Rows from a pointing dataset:
==============================

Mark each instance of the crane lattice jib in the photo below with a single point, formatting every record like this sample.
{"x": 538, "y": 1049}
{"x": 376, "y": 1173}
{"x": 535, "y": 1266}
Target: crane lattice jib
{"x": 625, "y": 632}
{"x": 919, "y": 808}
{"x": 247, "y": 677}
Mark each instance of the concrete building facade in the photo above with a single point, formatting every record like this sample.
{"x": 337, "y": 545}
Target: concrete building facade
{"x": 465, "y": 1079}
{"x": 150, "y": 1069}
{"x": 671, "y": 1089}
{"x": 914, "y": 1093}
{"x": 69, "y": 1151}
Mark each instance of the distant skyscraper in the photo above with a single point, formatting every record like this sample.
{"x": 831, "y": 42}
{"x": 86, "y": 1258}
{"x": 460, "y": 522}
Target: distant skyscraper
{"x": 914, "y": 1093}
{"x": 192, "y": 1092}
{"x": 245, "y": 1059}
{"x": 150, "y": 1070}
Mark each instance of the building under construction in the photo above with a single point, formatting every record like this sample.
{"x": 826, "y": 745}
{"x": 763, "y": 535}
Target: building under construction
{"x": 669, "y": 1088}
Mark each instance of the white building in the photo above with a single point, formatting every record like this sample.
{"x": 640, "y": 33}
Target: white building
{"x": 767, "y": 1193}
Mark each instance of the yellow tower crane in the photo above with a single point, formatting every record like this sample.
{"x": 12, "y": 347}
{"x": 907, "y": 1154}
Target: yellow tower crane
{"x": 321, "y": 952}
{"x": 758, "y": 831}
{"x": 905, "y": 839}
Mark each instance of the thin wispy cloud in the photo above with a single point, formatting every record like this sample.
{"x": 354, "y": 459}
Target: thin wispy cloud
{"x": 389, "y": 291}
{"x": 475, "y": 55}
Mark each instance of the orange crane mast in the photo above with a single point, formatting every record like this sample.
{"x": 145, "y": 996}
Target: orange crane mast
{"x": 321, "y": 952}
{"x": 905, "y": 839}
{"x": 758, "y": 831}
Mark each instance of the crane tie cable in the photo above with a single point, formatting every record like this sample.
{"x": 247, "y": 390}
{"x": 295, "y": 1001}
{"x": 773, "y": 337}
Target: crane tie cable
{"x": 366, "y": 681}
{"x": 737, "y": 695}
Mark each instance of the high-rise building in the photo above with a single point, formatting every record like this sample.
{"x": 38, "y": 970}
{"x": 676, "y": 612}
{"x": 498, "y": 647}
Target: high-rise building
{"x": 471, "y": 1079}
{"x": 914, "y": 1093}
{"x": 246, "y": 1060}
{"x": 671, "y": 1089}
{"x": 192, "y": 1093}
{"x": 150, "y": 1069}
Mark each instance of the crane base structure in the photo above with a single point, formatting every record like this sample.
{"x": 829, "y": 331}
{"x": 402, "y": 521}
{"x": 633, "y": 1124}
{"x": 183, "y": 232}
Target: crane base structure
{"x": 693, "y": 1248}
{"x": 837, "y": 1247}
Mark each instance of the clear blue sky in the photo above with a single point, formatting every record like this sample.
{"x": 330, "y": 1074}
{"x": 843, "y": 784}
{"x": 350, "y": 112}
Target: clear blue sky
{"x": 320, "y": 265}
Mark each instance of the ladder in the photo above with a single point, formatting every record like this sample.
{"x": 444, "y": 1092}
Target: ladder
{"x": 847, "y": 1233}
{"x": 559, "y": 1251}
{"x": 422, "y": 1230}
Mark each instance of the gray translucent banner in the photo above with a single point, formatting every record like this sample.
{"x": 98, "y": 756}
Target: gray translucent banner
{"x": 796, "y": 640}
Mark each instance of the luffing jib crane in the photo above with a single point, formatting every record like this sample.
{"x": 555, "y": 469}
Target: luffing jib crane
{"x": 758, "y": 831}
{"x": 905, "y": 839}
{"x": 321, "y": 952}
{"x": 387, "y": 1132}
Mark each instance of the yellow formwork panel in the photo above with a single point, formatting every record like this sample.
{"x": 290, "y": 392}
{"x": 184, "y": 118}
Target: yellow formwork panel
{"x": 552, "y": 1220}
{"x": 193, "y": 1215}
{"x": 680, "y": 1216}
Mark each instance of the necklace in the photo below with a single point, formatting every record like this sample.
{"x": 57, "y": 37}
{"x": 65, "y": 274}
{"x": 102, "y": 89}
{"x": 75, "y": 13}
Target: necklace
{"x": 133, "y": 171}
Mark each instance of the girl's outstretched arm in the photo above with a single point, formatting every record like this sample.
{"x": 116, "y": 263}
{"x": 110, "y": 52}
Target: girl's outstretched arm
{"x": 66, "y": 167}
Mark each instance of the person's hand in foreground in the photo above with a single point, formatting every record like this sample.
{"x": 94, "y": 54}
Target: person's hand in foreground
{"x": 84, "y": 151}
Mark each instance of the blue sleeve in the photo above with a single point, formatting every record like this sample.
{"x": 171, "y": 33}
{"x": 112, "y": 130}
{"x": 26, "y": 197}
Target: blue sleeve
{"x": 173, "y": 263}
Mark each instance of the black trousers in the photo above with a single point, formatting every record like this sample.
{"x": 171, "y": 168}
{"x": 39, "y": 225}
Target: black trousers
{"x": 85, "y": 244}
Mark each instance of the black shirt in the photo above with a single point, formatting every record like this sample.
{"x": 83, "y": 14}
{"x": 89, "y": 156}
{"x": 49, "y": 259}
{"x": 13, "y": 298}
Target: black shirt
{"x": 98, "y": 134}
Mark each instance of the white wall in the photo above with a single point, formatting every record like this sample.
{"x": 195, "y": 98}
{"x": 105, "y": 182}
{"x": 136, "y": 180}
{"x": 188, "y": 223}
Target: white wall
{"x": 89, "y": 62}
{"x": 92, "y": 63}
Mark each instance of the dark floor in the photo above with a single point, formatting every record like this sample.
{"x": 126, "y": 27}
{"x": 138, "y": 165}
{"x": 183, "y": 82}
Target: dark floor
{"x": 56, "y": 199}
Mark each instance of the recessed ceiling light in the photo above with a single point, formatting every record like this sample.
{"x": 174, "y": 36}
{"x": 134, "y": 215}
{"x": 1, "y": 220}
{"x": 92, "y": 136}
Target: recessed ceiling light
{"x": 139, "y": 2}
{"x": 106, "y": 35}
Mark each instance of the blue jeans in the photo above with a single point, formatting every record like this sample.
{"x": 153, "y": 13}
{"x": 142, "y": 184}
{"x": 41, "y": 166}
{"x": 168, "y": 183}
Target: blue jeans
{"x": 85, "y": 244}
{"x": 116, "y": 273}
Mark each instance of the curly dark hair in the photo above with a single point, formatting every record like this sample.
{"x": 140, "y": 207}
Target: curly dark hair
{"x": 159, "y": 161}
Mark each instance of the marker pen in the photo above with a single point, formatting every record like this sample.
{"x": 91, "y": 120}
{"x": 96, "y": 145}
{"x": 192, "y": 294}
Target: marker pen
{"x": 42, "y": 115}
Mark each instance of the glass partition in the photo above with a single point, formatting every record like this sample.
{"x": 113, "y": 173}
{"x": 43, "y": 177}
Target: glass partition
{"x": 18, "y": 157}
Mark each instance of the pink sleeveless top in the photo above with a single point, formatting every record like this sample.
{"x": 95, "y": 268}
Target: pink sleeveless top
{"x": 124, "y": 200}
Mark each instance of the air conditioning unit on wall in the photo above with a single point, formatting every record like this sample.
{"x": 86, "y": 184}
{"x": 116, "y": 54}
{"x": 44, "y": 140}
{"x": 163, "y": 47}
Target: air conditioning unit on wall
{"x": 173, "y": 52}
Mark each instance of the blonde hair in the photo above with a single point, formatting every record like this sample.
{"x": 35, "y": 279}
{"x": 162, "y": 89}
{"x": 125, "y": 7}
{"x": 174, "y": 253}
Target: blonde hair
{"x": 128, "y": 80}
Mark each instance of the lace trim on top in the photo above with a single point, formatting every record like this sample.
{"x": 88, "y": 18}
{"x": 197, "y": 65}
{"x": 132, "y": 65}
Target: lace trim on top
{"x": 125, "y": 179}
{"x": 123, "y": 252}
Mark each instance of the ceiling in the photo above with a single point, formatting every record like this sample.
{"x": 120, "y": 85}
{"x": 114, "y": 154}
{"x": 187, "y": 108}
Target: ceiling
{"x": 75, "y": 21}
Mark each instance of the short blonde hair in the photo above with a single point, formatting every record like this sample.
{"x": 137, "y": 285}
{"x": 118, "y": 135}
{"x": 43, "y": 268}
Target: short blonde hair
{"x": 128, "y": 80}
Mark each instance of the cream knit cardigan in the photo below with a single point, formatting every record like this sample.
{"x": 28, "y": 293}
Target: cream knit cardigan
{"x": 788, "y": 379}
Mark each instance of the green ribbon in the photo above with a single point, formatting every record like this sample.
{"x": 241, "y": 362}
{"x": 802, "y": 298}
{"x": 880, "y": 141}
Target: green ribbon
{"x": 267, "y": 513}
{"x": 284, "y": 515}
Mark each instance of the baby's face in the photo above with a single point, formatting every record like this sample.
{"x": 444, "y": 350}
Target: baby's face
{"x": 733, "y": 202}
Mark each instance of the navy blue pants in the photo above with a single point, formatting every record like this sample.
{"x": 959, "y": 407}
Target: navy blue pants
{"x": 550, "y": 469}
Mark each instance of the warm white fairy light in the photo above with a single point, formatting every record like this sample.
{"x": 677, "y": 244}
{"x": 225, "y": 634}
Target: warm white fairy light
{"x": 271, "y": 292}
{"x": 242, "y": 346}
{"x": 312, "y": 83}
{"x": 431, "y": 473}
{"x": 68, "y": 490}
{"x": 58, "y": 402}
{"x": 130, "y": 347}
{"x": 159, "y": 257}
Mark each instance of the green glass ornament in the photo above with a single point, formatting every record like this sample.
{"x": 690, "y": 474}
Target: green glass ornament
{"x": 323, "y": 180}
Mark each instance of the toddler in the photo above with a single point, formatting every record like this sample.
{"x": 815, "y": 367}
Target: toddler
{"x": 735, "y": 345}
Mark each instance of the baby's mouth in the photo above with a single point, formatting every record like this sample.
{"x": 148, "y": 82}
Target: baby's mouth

==============================

Exactly reproduce the lines from the one containing "Mark each instance of the warm" through the end of the records, and only those lines.

Mark each instance of the warm white fairy light in the photo above with a single point, formatting every record like this sample.
{"x": 677, "y": 244}
{"x": 225, "y": 634}
Target: warm white fairy light
{"x": 271, "y": 292}
{"x": 242, "y": 346}
{"x": 312, "y": 83}
{"x": 431, "y": 473}
{"x": 68, "y": 490}
{"x": 58, "y": 402}
{"x": 130, "y": 347}
{"x": 159, "y": 257}
Mark each instance of the green glass ornament in the photo above with a single point, formatting every record like this sample.
{"x": 690, "y": 474}
Target: green glass ornament
{"x": 323, "y": 180}
Mark each instance of the toddler in the photo above with a single point, formatting every record like this sample.
{"x": 815, "y": 367}
Target: toddler
{"x": 735, "y": 345}
Mark each instance of the baby's mouth in the photo above with a single point, formatting every record like this sample.
{"x": 148, "y": 82}
Target: baby's mouth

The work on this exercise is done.